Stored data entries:
^^^^^^^^^^^^^^^^

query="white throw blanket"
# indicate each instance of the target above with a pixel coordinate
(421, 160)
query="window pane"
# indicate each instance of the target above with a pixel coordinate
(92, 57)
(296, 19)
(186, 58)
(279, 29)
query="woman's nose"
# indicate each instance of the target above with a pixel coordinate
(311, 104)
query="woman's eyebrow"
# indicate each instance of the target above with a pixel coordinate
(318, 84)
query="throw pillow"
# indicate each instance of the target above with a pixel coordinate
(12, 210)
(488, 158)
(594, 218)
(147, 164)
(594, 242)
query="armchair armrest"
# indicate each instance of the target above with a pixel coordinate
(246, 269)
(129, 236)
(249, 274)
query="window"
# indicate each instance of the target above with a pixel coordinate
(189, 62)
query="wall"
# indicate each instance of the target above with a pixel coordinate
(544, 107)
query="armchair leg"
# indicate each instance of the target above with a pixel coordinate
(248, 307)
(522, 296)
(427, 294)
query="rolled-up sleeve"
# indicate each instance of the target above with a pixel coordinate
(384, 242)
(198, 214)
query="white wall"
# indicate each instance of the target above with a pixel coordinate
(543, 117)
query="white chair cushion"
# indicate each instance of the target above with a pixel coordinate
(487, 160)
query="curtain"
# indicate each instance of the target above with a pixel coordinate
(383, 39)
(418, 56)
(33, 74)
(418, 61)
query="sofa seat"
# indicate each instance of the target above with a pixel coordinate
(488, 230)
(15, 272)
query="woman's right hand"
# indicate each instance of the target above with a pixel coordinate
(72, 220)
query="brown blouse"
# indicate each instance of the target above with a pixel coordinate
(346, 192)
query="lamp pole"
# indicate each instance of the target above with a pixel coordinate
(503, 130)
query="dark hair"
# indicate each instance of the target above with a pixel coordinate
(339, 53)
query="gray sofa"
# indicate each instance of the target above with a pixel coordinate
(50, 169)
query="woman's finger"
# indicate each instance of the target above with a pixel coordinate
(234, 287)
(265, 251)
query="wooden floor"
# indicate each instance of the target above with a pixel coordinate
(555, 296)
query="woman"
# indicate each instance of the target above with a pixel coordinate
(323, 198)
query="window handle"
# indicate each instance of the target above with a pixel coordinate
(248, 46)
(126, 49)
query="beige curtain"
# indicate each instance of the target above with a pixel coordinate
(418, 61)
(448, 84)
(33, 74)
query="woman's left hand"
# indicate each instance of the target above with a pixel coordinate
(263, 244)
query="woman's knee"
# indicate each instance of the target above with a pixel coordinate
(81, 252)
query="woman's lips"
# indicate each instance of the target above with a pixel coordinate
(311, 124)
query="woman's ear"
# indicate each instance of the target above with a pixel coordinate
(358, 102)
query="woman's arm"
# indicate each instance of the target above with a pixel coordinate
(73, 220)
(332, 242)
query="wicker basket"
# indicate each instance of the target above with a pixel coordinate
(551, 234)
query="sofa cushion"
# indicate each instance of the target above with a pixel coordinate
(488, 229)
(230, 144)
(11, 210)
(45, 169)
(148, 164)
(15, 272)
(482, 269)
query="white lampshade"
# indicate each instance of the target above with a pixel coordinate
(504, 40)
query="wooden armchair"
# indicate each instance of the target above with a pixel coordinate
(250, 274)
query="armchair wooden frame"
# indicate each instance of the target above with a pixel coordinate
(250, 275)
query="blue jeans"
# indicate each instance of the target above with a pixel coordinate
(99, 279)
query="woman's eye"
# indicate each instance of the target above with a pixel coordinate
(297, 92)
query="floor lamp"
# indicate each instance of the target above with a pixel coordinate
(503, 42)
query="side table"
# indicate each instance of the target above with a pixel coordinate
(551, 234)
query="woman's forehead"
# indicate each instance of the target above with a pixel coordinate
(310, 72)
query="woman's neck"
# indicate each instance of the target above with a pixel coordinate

^^^^^^^^^^^^^^^^

Instructions for the task:
Going line by line, set down the data above exactly as given.

Solution for this problem:
query="white throw blanket"
# indicate each instance of the target above with a pixel coordinate
(421, 160)
query="window pane"
# indicate each instance of the target above with a pixel coordinate
(92, 57)
(296, 19)
(186, 58)
(279, 29)
query="woman's nose"
# indicate each instance of the target above with a pixel coordinate
(311, 104)
query="woman's eyebrow"
# indicate each instance of the target above with a pixel coordinate
(318, 84)
query="throw pillow"
# indicate each instance of the target above with a pixel coordinate
(12, 210)
(488, 158)
(594, 218)
(147, 164)
(594, 242)
query="armchair armrest"
# indicate each instance of the target above with a pixel coordinate
(246, 269)
(129, 236)
(249, 274)
query="window"
# indicate each instance of the target above with a pixel coordinate
(189, 62)
query="wall"
# indicate each instance of the target above with a pixel coordinate
(544, 107)
query="armchair leg"
# indicate each instance of the target above with a pixel coordinate
(248, 307)
(522, 296)
(427, 294)
query="rolled-up sleeve"
# indicate each instance of the target above with a pixel coordinate
(384, 242)
(198, 214)
query="white wall"
# indicate each instance of the target above with a pixel coordinate
(543, 117)
query="white chair cushion"
# indicate each instance of the target above with a pixel coordinate
(487, 160)
query="curtain"
# indicate each instance of the target above with a pixel coordinate
(383, 39)
(418, 56)
(33, 74)
(418, 61)
query="sofa seat"
# indicate each instance of the target above with a pixel coordinate
(488, 230)
(15, 272)
query="woman's right hand"
# indicate each instance of the target above with a pixel coordinate
(72, 220)
query="brown blouse"
# indicate each instance of the target above with a pixel coordinate
(346, 192)
query="lamp pole"
# indicate each instance of the target above with a pixel coordinate
(503, 130)
query="dark hair"
# indicate each instance of the target above with a pixel coordinate
(339, 53)
query="gray sofa"
# indicate each instance of the target above with a pixel coordinate
(50, 169)
query="woman's finger"
# indicate each instance of the target above with a pixel coordinate
(234, 287)
(265, 251)
query="wooden floor"
# indicate each instance of the target above with a pixel coordinate
(555, 296)
query="woman"
# indicate each instance of the target above with a pixel coordinate
(323, 198)
query="window handle"
# indicate each instance of the target above with a pixel coordinate
(248, 46)
(126, 49)
query="beige curtain"
# indicate each instance of the target above with a pixel coordinate
(418, 61)
(448, 84)
(33, 74)
query="woman's left hand"
# indicate each instance of the target above with a pixel coordinate
(263, 244)
query="woman's knee"
# indicate each instance of the target above with a pixel coordinate
(81, 252)
query="woman's lips"
# indicate each instance of the target above with a pixel coordinate
(311, 124)
query="woman's ear"
# indicate each instance of the target above with a pixel coordinate
(358, 102)
query="woman's arm"
# indicate each instance of the target above with a pixel coordinate
(73, 220)
(332, 242)
query="wicker basket"
# indicate each instance of the target above with a pixel coordinate
(551, 234)
query="sofa cushion"
# indicate each instance of the target above with a pixel coordinate
(488, 229)
(230, 144)
(11, 210)
(45, 169)
(148, 164)
(15, 272)
(482, 269)
query="white lampshade"
# indicate each instance of the target above with a pixel coordinate
(504, 40)
query="wooden armchair"
# indicate each instance of the target above with a pixel coordinate
(250, 274)
query="armchair wooden frame"
# indicate each instance of the target above with a pixel coordinate
(250, 275)
query="blue jeans"
# indicate each instance of the target above with a pixel coordinate
(99, 279)
query="woman's eye"
# indicate each instance of the target above with a pixel coordinate
(297, 92)
query="floor lamp"
# indicate each instance of the target above with a pixel coordinate
(503, 42)
query="side table"
# indicate each instance of the target above with a pixel coordinate
(551, 234)
query="woman's forehead"
# indicate each instance of the target above with a pixel coordinate
(310, 72)
query="woman's neck"
# indicate each instance of the target above with a pixel coordinate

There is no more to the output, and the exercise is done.